[QUOTED PASSAGE]:
"""
In a recent pictorial review by Tam et al. dealing with THA the authors reported their SPECT/CT analysis and reporting system, which is in accordance with the one presented in terms of the localization scheme used [26]. However, there only the two-dimensional localization scheme was used. In this study a modified three-dimensional localization scheme was introduced and has proven highly reliable [26, 33]. The localization scheme showed high inter- and intra-observer reliabilities for both femoral and acetabular regions independent of the measurement methods (semi-quantitative versus 3D volumetric quantitative measurements). Clearly, the 3D volumetric quantification has proven to be as reliable as the standard two-dimensional localization and BTU analysis system.

In a retrospective study Jin et al. investigated the periprosthetic bone remodeling of THA using SPECT/CT [34]. SPECT/CT was reviewed as three-dimensional multiplanar reconstructions with a slice thickness of 4.4 mm [34]. Two-dimensional regions of interest (ROIs) were generated and placed in specific standardized locations for each dataset [34]. All ROI placements and measurements were performed by a single reader to match standardized locations and with the assistance of a ROI template guide [34]. In agreement with the present study they also normalized the absolute measured values by building ratios of the measured value and a value measured at a specific reference regions [34].
"""
[Records from a data source]
"""
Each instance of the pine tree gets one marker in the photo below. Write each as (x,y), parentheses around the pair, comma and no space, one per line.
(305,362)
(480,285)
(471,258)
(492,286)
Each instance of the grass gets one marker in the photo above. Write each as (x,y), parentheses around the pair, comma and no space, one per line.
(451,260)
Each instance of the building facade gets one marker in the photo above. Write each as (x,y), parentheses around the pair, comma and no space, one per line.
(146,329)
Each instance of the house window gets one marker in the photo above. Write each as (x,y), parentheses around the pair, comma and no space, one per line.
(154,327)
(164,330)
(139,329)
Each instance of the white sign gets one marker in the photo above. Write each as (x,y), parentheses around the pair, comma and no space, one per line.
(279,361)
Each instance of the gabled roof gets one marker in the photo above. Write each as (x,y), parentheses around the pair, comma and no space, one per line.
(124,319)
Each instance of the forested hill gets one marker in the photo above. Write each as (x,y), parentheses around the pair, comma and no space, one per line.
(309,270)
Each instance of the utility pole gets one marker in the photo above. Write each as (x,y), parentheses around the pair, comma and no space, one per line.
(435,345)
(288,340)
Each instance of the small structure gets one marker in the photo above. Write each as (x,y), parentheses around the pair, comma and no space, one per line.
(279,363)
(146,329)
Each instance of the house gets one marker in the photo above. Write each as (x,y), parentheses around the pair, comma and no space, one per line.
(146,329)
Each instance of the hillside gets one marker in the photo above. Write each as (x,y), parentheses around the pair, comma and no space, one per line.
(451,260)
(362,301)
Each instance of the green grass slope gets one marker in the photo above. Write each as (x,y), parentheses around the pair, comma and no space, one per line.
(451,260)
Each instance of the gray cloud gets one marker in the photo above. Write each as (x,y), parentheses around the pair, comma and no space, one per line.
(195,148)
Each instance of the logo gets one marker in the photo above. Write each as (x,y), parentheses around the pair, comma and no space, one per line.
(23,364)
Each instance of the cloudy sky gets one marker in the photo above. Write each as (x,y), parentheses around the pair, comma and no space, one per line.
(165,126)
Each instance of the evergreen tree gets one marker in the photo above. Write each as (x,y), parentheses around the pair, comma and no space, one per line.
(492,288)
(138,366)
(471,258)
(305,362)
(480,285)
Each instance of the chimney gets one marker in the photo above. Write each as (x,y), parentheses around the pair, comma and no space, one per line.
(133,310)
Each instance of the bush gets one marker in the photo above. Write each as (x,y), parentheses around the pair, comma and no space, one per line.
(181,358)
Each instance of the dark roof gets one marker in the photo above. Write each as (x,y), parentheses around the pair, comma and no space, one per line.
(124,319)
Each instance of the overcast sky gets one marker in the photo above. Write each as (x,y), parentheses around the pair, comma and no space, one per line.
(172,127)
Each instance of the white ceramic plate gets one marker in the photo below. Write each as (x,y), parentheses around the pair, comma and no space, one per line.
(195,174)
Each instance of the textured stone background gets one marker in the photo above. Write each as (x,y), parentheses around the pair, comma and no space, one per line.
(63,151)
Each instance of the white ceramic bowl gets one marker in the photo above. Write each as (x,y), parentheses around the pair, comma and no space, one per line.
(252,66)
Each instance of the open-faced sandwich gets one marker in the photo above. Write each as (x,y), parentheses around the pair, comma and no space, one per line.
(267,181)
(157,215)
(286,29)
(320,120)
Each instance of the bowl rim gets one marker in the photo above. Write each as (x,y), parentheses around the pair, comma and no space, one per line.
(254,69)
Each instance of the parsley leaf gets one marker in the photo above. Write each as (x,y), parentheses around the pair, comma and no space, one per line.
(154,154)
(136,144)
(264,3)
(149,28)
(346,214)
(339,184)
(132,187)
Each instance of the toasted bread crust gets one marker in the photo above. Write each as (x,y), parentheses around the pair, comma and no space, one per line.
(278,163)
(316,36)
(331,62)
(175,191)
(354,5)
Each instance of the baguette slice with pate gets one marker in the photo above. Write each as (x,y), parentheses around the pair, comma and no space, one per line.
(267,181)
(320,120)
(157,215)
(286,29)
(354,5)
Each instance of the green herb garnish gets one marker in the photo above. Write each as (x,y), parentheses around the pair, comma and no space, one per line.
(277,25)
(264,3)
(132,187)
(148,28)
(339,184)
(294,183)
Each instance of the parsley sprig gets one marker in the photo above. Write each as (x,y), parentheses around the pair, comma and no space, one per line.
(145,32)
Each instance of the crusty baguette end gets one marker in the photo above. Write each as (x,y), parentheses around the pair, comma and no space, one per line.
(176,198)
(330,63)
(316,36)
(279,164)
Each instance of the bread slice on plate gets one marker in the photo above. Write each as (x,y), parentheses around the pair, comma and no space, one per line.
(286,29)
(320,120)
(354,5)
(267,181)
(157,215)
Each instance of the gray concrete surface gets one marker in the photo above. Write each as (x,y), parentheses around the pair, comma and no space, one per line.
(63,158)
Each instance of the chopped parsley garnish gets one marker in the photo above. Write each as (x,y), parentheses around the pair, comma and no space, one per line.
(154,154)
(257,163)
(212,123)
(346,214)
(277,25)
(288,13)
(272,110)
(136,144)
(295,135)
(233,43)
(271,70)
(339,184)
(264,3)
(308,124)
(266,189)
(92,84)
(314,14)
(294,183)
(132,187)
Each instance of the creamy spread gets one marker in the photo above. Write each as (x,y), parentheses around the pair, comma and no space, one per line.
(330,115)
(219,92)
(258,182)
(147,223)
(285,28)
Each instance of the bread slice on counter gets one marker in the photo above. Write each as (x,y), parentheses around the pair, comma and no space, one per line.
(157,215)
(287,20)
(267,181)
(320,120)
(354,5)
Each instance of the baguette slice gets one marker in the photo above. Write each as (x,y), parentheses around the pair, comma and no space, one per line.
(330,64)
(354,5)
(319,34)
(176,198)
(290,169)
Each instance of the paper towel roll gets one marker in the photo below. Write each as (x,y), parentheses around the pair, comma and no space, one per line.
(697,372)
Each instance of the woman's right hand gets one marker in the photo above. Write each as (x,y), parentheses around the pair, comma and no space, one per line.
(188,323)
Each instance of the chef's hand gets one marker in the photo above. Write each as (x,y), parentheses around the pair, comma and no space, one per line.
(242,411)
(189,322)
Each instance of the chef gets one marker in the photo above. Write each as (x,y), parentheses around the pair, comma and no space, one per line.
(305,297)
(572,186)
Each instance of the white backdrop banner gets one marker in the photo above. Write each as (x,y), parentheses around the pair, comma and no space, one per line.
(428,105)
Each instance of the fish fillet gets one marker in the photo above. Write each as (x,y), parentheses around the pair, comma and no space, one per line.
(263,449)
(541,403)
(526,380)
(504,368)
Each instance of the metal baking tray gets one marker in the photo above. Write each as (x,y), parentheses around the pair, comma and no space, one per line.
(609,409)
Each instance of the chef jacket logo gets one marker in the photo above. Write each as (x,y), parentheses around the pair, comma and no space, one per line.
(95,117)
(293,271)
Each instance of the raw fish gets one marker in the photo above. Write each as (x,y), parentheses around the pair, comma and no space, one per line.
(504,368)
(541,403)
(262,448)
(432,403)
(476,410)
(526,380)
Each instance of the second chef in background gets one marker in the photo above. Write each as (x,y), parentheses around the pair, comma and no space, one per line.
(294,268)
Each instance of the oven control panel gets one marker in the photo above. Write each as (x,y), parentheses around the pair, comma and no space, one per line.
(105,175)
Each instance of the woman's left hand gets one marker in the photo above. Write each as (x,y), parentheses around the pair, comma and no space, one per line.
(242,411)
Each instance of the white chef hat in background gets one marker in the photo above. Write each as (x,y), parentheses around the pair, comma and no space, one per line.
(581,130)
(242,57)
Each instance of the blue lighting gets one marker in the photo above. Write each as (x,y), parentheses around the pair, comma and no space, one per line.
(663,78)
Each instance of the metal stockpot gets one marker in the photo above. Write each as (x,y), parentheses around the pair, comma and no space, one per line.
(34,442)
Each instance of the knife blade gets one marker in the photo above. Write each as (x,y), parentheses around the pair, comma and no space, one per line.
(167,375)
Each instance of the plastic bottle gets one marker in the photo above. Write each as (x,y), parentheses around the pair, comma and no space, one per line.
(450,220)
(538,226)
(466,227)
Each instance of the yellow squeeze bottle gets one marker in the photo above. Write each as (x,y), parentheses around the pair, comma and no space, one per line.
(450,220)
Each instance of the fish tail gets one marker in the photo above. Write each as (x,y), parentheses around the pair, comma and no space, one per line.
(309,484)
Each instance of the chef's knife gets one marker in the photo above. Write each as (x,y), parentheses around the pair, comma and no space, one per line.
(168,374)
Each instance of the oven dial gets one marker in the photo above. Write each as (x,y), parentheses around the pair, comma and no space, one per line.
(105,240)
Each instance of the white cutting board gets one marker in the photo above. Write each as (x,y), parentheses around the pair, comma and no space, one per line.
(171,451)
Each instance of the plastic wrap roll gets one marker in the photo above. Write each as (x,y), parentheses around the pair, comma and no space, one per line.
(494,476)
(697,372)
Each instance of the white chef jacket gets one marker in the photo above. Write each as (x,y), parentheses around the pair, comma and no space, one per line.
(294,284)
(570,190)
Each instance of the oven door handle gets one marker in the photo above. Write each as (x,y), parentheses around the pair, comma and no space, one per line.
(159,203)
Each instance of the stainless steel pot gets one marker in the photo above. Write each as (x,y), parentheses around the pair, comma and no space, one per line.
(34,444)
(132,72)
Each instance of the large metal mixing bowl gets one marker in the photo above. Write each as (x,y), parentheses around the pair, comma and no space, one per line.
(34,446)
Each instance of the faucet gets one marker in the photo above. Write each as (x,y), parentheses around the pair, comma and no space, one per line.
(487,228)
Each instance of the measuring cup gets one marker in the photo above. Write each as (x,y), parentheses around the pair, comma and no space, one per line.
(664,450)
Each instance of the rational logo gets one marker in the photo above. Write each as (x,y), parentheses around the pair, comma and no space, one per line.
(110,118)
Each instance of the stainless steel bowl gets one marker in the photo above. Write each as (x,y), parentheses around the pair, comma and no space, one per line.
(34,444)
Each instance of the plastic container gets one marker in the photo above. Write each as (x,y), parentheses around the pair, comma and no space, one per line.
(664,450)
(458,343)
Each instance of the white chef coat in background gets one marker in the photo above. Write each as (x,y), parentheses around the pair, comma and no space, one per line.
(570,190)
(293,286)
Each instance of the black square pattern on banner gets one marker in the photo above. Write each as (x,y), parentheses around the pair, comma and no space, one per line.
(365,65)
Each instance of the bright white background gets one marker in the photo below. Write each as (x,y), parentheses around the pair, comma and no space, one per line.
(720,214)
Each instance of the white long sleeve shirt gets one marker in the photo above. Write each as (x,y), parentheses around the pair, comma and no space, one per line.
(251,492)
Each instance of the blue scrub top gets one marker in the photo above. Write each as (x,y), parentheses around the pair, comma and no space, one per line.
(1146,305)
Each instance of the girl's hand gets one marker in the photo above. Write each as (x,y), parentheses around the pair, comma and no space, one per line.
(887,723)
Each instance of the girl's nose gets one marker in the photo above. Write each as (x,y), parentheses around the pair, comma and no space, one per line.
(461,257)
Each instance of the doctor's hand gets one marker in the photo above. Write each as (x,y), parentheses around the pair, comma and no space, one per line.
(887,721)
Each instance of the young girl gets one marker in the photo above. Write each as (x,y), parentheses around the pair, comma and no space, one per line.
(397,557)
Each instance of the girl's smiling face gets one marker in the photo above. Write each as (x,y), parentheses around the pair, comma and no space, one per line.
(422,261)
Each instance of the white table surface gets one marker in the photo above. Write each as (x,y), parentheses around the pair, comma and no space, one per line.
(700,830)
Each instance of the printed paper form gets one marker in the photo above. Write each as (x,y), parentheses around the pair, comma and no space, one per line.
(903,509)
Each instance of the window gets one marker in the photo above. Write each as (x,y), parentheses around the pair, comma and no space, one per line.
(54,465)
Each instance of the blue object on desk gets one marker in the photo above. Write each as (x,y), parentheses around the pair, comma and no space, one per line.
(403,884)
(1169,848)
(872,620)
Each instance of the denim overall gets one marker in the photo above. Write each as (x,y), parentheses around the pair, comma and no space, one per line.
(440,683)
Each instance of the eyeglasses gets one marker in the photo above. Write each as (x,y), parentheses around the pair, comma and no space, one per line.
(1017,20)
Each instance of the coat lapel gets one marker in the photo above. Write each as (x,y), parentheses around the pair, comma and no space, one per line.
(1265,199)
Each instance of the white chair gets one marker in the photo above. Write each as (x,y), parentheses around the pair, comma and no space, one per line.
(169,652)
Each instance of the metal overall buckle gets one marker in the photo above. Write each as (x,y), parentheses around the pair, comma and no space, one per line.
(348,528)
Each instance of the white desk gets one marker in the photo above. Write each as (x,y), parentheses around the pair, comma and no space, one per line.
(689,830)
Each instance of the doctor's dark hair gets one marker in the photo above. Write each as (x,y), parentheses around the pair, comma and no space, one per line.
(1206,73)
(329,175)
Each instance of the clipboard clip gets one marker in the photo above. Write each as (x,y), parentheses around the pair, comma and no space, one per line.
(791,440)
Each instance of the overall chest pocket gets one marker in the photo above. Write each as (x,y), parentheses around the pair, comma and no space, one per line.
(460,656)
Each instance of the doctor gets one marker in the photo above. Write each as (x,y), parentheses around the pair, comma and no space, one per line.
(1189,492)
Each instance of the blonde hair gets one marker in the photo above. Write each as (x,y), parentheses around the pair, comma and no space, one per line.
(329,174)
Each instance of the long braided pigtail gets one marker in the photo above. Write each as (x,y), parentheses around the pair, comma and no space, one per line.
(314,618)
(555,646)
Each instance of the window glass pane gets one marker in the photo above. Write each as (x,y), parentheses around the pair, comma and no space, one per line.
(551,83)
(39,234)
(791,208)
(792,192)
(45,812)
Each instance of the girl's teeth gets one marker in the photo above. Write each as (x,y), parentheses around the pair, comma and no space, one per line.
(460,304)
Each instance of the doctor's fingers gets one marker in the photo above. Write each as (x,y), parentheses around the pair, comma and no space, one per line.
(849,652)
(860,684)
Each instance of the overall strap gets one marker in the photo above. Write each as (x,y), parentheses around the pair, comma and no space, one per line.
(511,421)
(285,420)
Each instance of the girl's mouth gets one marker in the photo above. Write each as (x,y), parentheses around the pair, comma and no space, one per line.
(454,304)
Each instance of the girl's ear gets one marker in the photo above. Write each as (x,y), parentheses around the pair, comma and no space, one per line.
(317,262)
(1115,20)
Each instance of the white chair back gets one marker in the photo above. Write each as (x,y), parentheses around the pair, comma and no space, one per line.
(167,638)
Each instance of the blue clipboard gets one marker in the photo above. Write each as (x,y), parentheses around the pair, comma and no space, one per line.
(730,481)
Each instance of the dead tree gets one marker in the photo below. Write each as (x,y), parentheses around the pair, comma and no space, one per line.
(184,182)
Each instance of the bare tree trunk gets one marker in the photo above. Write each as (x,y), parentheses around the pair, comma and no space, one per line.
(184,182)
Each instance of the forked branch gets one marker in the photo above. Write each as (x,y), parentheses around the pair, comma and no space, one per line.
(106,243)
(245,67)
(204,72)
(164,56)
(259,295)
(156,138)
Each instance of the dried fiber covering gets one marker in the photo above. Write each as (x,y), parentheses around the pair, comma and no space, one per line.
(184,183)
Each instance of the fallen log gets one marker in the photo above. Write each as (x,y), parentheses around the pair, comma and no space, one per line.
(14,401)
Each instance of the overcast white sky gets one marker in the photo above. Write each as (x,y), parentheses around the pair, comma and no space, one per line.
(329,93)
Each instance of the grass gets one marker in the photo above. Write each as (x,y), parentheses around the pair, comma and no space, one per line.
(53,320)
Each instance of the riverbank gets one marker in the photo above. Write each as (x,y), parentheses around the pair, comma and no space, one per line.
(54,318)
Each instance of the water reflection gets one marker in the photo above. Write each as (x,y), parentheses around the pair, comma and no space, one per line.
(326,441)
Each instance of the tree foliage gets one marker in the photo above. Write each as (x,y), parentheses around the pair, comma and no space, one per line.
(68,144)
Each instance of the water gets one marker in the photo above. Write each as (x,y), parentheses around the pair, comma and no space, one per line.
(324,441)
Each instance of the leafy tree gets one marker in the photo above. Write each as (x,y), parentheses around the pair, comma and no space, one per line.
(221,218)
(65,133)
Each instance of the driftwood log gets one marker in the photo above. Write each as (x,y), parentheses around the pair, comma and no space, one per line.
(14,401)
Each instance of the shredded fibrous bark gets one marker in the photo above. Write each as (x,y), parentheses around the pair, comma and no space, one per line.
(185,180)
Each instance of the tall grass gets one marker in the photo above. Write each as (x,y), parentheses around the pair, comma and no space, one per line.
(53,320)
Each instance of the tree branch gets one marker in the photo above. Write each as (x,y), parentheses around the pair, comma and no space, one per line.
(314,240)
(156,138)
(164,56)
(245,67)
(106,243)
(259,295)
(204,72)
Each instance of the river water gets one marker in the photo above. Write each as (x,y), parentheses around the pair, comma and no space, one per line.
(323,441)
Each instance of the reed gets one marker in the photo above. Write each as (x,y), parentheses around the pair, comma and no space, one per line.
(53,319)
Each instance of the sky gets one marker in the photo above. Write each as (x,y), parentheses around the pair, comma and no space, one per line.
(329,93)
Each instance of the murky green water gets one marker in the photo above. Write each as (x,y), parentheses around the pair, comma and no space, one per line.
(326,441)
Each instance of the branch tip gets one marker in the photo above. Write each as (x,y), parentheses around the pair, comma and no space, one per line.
"""
[REQUIRED TASKS]:
a – Decide whether each statement below agrees with the SPECT/CT passage, answering yes or no and quoting the words of the passage that decide it: (i) Tam et al. used a three-dimensional localization scheme; (ii) the study by Jin et al. was retrospective; (iii) several readers performed the ROI placements in the study by Jin et al.
b – List every distinct reference number that the SPECT/CT passage cites in square brackets.
c – Resume the SPECT/CT passage after its final sentence.

[WRITTEN RESPONSES]:
a –
(i) No: "However, there only the two-dimensional localization scheme was used."
(ii) Yes: "In a retrospective study Jin et al. investigated the periprosthetic bone remodeling of THA using SPECT/CT"
(iii) No: "All ROI placements and measurements were performed by a single reader"

b – 26, 33, 34

c –
Secondly, a high correlation between both measurement methods was found for the distal femur. A moderate correlation was found for the proximal femur and the acetabular cup regions.

The factorial cluster analysis showed that the anatomical regions might be summarized into three distinct anatomical regions These were the proximal femur, the distal femur and the acetabular cup region. In the study by Jin et al. the ROI analysis was done at five different locations (the greater trochanter, the femoral calcar, the mid-stem of the femur, the femoral stem tip and one acetabular region) [34]. The authors choose these locations for analysis as these appeared to be clinically relevant and highly reproducible [34].

However, Jin et al. questioned the need for routine quantification of BTU in patients with THA [34]. Based on their findings it is possible to distinguish between clearly normal and clearly abnormal SPECT/CT images [34]. In difficult cases semi-quantification might be helpful.

In contrast, we believe that a better understanding of bone remodelling after THA reflected by typical BTU pattern distribution will help to improve the reporting and diagnosis when using SPECT/CT. However, until analysis of BTU activity could lead to a better diagnosis we need to achieve a more profound knowledge of normal and abnormal BTU distribution and activity in native and arthroplasty patients.

Another limitation to gain wider acceptance for quantification methods among clinicians is the utility, availability and simplicity of these analysis methods. Clearly, these have to be robust, reliable and easy to perform.

The study bears a few limitations to be considered. This is a well sized small pilot study aiming to evaluate the analysis algorithm in patients with THA undergoing SPECT/CT. The clinical value of the algorithm needs to be further evaluated in larger, homogenous cohorts. The standard deviations are high, which is due to inter-patient variability. A typical findings in metabolic imaging.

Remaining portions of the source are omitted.